Text for analysis:
______________________________

Key finding: A strong, resonant purpose; agile, customer-focused mindset; and ability to make calculated experiments and continuously learn is what keeps investors, customers and employees coming back for more.



Resources: We tested two expectations about how digital natives invest resources to get the best out of their people:

  1. Digital natives remove barriers to productivity and enable creativity by aligning physical and digital environments with culture and ways of working.
  2. Digital natives emphasize employee ownership of personal development.

Digital natives drive employee productivity and business performance by investing in their physical work environment and facilities. These facilities facilitate collaboration and enable agility and innovation. We’re not just talking table football and bean bags. Design choices and investments made in the layout, look and feel of the working environment connect employees directly with the company’s intended ways of working and ultimately to their purpose.

______________________________

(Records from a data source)
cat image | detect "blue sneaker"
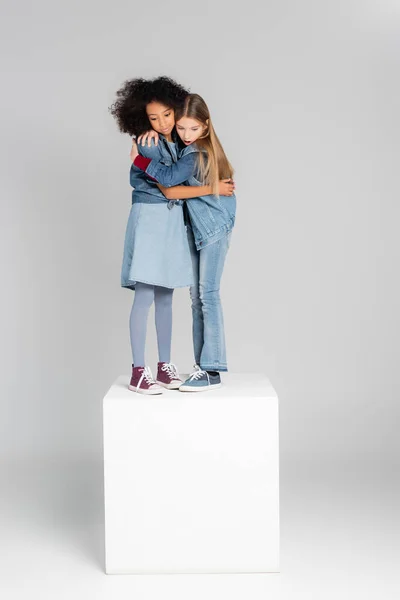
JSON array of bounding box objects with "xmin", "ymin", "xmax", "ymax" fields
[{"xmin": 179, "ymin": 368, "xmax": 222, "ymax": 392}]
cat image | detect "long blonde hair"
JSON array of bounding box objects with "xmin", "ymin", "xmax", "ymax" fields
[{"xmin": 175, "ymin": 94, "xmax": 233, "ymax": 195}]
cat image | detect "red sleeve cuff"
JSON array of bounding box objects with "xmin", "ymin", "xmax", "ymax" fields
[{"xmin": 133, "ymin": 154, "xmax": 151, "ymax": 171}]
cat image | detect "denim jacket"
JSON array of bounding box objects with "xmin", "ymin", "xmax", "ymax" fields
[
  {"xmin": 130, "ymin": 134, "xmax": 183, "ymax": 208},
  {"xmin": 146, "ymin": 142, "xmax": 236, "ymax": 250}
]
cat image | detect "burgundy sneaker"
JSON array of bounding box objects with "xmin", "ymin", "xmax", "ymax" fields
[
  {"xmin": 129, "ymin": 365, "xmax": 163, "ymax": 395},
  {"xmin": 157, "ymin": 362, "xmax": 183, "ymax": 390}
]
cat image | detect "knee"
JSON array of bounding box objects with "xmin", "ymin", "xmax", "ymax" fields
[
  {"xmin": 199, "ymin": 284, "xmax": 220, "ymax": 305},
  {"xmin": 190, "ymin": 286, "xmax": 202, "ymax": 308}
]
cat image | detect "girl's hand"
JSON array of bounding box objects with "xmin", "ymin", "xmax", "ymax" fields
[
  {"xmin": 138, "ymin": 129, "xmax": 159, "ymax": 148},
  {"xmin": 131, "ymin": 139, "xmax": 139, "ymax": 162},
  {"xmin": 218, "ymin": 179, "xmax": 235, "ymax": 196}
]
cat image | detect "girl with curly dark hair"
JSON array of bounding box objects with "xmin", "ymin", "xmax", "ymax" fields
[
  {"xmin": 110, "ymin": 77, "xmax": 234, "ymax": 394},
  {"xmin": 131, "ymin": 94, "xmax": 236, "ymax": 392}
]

______________________________

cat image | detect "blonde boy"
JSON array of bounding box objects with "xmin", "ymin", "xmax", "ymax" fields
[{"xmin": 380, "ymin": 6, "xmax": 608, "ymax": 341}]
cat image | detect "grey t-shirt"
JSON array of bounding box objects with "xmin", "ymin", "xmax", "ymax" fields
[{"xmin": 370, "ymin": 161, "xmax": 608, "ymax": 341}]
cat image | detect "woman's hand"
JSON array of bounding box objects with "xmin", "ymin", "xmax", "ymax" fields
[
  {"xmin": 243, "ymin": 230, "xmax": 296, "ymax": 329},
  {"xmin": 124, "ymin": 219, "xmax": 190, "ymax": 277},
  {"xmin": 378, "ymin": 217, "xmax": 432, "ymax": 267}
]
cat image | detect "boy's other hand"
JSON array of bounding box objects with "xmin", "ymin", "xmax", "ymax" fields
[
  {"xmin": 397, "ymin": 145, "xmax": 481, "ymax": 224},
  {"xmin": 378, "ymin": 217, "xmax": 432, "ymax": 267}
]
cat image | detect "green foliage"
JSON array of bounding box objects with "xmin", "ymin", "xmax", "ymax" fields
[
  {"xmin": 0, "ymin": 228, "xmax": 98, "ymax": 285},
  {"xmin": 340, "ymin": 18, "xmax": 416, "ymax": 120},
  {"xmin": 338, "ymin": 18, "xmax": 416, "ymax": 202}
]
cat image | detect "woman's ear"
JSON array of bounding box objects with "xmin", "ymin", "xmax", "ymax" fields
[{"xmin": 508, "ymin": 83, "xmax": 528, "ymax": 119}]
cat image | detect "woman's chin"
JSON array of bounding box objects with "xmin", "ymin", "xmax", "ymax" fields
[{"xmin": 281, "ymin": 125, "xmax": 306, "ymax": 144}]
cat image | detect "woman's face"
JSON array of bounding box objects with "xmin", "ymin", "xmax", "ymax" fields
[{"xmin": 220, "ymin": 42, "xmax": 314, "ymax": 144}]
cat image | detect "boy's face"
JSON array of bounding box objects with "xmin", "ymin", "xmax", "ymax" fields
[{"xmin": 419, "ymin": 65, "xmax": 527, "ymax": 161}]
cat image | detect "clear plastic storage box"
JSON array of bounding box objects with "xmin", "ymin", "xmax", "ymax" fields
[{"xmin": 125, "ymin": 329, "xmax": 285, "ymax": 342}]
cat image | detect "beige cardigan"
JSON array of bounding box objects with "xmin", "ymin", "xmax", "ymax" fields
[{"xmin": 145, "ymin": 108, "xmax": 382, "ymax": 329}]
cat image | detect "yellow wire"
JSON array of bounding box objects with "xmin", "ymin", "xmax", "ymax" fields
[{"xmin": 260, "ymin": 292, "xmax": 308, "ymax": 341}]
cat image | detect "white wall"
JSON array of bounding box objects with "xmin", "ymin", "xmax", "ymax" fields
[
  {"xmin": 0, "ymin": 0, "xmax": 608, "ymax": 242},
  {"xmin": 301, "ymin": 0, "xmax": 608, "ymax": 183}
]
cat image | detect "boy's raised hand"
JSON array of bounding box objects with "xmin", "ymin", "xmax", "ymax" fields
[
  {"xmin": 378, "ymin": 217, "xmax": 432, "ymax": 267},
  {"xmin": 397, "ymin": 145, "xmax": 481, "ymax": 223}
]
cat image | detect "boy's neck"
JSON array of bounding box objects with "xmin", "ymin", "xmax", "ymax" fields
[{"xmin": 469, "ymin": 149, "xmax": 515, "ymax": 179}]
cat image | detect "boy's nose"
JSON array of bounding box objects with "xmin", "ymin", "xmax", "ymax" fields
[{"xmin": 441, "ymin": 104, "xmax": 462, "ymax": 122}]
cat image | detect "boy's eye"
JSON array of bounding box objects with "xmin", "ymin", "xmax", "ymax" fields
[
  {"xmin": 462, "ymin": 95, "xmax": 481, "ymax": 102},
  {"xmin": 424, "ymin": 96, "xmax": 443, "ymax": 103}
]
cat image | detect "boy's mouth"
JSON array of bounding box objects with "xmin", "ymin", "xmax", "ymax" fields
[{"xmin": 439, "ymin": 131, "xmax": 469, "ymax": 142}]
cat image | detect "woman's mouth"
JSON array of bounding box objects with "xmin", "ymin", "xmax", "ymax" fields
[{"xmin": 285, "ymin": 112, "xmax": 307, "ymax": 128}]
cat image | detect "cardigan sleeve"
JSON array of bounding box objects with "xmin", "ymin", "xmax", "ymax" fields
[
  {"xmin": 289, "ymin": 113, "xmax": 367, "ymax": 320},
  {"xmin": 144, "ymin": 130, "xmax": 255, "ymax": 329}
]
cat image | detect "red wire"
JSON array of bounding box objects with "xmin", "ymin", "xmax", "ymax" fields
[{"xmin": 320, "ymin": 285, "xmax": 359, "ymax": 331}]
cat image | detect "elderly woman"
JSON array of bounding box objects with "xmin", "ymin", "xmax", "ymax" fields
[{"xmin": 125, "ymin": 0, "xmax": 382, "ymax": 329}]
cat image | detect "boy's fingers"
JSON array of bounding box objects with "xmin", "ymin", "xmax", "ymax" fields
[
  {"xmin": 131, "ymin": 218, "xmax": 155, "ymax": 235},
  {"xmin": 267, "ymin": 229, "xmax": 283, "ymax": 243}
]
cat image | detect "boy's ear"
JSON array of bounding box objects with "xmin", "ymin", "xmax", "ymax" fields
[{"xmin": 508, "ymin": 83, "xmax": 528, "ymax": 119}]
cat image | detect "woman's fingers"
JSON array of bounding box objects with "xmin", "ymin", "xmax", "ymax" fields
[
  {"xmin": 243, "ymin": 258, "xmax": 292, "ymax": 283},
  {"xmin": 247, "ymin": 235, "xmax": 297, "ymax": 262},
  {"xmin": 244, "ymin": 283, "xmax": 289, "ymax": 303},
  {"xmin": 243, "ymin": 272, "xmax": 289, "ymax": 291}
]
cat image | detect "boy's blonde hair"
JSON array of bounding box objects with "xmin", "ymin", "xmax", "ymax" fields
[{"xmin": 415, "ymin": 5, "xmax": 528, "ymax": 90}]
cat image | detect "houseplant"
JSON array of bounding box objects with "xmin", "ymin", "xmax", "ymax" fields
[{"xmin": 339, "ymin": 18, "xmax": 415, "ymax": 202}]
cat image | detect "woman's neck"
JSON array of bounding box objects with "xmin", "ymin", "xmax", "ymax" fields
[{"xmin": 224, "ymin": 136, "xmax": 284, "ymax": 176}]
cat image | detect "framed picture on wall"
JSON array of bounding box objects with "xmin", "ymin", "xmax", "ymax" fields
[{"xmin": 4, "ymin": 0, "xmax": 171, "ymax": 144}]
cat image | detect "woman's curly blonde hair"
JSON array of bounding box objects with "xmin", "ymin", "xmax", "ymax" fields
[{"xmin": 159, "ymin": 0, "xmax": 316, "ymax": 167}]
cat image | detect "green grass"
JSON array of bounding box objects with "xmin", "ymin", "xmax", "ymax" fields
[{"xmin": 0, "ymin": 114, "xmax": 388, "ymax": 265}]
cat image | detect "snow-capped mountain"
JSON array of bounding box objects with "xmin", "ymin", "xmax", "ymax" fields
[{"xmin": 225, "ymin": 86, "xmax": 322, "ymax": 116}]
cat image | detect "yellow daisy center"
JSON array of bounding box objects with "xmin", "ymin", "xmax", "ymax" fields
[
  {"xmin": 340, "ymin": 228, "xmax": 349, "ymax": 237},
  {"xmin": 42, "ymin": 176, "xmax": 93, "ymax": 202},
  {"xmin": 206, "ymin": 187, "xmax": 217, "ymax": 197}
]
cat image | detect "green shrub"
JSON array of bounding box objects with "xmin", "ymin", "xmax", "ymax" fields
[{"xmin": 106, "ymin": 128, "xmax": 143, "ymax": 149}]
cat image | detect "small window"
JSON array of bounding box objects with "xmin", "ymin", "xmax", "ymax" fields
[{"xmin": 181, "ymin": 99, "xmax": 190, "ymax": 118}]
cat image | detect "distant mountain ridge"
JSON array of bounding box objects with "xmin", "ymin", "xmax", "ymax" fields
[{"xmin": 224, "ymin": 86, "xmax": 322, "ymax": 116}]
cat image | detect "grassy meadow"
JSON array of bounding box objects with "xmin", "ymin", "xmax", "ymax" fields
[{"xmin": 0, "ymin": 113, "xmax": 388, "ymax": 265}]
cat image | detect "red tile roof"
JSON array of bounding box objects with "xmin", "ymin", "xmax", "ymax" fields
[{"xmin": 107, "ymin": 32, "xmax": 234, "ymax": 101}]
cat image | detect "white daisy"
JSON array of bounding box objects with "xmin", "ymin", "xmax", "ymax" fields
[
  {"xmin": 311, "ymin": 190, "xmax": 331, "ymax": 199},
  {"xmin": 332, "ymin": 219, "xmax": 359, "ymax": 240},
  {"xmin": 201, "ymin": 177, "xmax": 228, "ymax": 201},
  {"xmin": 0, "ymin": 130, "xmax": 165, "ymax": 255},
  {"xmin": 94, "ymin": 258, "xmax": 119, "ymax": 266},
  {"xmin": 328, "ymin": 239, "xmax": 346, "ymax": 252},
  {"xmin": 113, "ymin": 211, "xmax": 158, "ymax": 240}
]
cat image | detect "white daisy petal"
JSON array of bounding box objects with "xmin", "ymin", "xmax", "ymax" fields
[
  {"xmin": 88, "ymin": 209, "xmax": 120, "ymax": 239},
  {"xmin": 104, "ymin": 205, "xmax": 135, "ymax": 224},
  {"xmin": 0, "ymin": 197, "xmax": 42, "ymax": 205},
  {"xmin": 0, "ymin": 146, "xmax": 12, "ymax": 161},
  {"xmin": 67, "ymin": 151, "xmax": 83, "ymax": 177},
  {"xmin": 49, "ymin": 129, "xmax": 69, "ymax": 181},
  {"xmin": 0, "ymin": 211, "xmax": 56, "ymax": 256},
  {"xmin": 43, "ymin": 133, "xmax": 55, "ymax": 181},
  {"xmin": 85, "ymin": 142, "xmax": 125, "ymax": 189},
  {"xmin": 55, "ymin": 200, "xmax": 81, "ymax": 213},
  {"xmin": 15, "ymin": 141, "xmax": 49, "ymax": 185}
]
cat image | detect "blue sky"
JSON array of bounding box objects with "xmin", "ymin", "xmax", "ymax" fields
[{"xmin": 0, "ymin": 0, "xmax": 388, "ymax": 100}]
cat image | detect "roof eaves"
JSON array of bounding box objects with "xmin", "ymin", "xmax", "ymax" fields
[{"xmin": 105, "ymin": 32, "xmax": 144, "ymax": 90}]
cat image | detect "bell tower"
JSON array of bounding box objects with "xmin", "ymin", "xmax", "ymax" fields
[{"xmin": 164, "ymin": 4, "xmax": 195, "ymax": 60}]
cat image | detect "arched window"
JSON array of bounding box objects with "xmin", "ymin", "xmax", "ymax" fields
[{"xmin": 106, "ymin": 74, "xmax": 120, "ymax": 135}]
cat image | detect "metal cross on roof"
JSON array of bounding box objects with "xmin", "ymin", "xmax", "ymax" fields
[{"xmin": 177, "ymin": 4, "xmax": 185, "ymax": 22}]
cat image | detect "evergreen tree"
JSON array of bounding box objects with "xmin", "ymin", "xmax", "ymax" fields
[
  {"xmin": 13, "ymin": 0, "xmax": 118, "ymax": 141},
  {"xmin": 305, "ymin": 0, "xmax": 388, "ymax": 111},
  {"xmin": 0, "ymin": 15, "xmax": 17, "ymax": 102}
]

______________________________

Exercise tasks:
1 > In the passage on digital natives, what do digital natives emphasize with regard to personal development?
2 > Quote the portion of the passage on digital natives that begins with the words containing "Digital natives drive" and ends with "to their purpose.".

Outputs in order:
1 > Employee ownership of personal development.

2 >
Digital natives drive employee productivity and business performance by investing in their physical work environment and facilities. These facilities facilitate collaboration and enable agility and innovation. We’re not just talking table football and bean bags. Design choices and investments made in the layout, look and feel of the working environment connect employees directly with the company’s intended ways of working and ultimately to their purpose.